**Work to complete**
Write out each entry again. Keep every word exactly as it is.
*** Material supplied ***
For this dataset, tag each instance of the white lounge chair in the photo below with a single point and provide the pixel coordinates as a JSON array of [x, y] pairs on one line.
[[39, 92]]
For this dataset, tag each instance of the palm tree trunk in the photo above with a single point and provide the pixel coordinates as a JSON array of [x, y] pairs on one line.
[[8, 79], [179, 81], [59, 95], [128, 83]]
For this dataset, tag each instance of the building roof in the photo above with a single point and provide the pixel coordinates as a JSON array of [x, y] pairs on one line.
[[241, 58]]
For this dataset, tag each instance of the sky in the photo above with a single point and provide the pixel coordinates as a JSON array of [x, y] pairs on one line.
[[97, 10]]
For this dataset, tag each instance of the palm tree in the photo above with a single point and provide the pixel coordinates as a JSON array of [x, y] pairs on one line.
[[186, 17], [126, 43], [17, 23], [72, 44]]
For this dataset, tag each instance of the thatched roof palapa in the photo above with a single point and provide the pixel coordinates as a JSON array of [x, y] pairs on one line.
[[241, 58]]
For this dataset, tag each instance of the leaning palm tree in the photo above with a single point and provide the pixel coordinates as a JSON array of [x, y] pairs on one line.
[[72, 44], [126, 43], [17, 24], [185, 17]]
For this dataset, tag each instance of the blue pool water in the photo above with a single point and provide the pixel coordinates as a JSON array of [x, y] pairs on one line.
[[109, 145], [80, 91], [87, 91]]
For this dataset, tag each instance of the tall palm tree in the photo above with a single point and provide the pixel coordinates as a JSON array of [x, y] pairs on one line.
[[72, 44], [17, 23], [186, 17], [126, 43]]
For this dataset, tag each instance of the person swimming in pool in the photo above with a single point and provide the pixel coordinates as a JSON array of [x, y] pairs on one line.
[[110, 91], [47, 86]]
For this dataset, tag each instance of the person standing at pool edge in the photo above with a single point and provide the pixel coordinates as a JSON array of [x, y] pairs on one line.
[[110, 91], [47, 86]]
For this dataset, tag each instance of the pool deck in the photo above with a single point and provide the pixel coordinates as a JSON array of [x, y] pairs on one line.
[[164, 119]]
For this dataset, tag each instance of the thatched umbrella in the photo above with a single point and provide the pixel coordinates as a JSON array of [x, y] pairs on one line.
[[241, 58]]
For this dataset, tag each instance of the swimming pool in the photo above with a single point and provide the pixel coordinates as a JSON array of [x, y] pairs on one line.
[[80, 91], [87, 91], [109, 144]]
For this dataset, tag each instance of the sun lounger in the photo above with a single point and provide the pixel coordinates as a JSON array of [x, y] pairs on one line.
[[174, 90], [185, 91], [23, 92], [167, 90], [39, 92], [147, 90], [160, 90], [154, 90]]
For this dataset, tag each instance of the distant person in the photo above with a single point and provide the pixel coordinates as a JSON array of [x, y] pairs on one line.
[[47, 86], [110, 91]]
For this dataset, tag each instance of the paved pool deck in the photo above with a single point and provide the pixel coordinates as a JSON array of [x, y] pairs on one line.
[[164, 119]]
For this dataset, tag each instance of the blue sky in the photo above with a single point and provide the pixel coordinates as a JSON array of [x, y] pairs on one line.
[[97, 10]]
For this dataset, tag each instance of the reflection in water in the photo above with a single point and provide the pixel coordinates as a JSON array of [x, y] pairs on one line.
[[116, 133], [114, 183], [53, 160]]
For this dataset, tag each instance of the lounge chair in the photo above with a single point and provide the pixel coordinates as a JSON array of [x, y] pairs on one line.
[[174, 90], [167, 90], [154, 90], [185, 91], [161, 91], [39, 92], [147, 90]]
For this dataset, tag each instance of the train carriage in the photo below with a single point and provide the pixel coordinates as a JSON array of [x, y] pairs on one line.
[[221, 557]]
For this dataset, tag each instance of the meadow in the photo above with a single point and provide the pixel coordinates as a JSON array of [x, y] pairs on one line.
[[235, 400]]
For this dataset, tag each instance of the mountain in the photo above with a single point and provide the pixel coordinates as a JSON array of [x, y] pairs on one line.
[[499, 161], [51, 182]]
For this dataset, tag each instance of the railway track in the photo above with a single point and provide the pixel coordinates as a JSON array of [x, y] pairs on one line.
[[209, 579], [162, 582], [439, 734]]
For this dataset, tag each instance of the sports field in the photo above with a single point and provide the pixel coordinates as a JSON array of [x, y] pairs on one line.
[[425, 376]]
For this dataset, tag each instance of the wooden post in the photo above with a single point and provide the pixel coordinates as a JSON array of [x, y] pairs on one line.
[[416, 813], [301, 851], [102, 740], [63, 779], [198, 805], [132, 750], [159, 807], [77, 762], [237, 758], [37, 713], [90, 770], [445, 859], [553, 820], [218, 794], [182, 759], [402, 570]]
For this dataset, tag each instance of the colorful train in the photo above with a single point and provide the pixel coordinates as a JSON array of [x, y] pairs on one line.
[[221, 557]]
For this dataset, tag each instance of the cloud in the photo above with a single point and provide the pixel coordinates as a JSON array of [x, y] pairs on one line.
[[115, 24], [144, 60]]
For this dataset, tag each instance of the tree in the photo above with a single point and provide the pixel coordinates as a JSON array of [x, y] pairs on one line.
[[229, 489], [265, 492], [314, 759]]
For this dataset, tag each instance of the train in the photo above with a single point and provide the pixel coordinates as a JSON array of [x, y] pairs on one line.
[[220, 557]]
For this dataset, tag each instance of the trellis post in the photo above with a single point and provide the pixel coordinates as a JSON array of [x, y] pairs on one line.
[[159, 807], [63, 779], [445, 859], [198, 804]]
***
**Result for this exercise**
For this dataset, tag each instance of the white lounge chair in the photo below with a single point and provide the pixel coordinates as a JSON array of [x, y] pairs on one line.
[[39, 92]]
For this dataset, tag each instance of the palm tree trunk in the photo above with a single point and provide the pixel coordinates as a JSON array of [x, y] pairs on one line.
[[8, 79], [179, 81], [59, 95], [128, 83]]
For this dataset, tag each instance of the building roof in the photo above with a single point and provide the pixel coordinates as a JSON array of [x, y] pairs on one line.
[[241, 58]]
For this dataset, tag each instance of the sky in the photo above with a single point and provide the pixel coordinates as a JSON array of [x, y] pairs on one line.
[[97, 10]]
For this dataset, tag each instance of the palm tree in the photo above with a single point and provide the pixel coordinates as a JSON array of [x, y] pairs on one line.
[[186, 17], [126, 43], [17, 23], [72, 44]]
For this dataset, tag each instance of the thatched roof palapa in the photo above with a single point and provide the pixel coordinates as a JSON array of [x, y] pairs on one line.
[[241, 58]]
For this dataset, tag each instance of the leaning palm tree in the photo above with a single point and provide the pixel coordinates as a JSON array of [x, y] pairs on one line.
[[72, 44], [126, 43], [17, 24], [185, 17]]
For this dataset, tag each instance of the blue pool water in the photo above with a single point and provide the pixel coordinates as a JSON array of [x, y] pairs on one line.
[[109, 145], [80, 91], [87, 91]]
For this dataset, tag each instance of the tall palm tree in the photo above with a single point and provide the pixel coordinates as a JSON array of [x, y] pairs on one line.
[[72, 44], [17, 23], [186, 17], [126, 43]]
For this dataset, tag each instance of the person swimming in pool in the photo above with a single point and provide the pixel coordinates as a JSON array of [x, y] pairs on one line.
[[110, 91], [47, 86]]
For this dataset, tag each instance of the person standing at pool edge in the photo above with a single point and provide the pixel coordinates as a JSON array of [x, y] pairs on one line.
[[110, 91], [47, 86]]
For this dataset, tag each instance of the pool deck in the photo above with a single point and provide the pixel coordinates as a JSON array of [x, y] pairs on one line.
[[164, 119]]
For this dataset, tag each instance of the thatched umbrella in the photo above with a single point and provide the pixel coordinates as a JSON array of [x, y] pairs on one line.
[[241, 58]]
For this dataset, tag each instance of the swimming pool in the photo above with a single point and provide the pixel coordinates as a JSON array of [x, y] pairs on one line.
[[80, 91], [87, 91], [109, 144]]
For this dataset, tag each instance of the sun lounger in the photo above with a single point and provide the pixel coordinates as a JSON array of [x, y] pairs on one line.
[[174, 90], [185, 91], [23, 92], [167, 90], [39, 92], [147, 90], [160, 90], [154, 90]]
For this dataset, tag each instance of the distant person in the photo above with a single point and provide the pixel coordinates as a JSON array of [x, y] pairs on one line.
[[47, 86], [110, 91]]
For this dataset, tag each instance of the paved pool deck in the photo above with a single point and provide the pixel coordinates as a JSON array of [x, y] pairs on one line.
[[164, 119]]
For this dataset, tag each instance of the blue sky in the photo above with a single point and provide the pixel coordinates as a JSON array of [x, y] pairs on one line.
[[97, 10]]
For this dataset, tag each instance of the reflection in water in the photo above with a single point and provide the pixel coordinates as a JSON array of [x, y] pairs on one line.
[[116, 133], [114, 183], [53, 160]]
For this dataset, tag each instance of the lounge chair in the photo above with a single point and provide the pixel coordinates as a JSON array of [x, y] pairs on one line.
[[174, 90], [167, 90], [154, 90], [185, 91], [161, 91], [39, 92], [147, 90]]
For this dataset, tag each instance of the train carriage in the photo below with a single point and provide the pixel coordinates as a JSON array of [x, y] pairs on one line.
[[221, 557]]
For this dataset, tag each instance of the meadow in the photo above with a single point and provide the pixel coordinates as a JSON array of [x, y] pairs on one line.
[[235, 400]]
For this dataset, tag each instance of the mountain in the photo above with a single point and provide the pixel coordinates as a JSON array of [x, y] pairs on one line.
[[499, 161], [51, 182]]
For this dataset, tag each instance of the railway track in the photo above with a single point and provide the pixel coordinates as a JSON array of [x, y] pairs on one line.
[[209, 579], [162, 582], [439, 734]]
For this dataset, tag each instance of the sports field in the photo above with a single point and provide the pixel coordinates as a JSON array of [x, y] pairs on one line.
[[425, 376]]
For this dataset, tag each instance of the wooden post in the photo above with a single point and provide the pixel coordinates as a JSON array of [x, y] pairs on one line.
[[416, 813], [301, 851], [102, 740], [63, 779], [198, 805], [132, 750], [159, 807], [77, 762], [237, 758], [37, 713], [90, 770], [445, 859], [553, 820], [218, 794], [182, 759], [402, 570]]
For this dataset, tag each instance of the colorful train in the photo above with a single point and provide the pixel coordinates as a JSON array of [x, y] pairs on one line.
[[221, 557]]
For this dataset, tag each instance of the cloud in the photo above with a single point and provide the pixel coordinates as a JSON array of [x, y] pairs on one line.
[[115, 24], [144, 60]]
For this dataset, tag each instance of the tree in the photo above with a single point and provide the pixel coordinates as a JSON array of [x, y] pairs on one line.
[[229, 489], [265, 492], [314, 759]]
For this dataset, tag each instance of the train in the photo above with a single point and provide the pixel coordinates as a JSON array of [x, y] pairs on one line.
[[220, 557]]
For this dataset, tag each instance of the trellis post in the photo above with a single point and provide the pixel coordinates as a JSON array of [x, y] pairs on one line.
[[159, 807], [63, 779], [445, 859], [198, 804]]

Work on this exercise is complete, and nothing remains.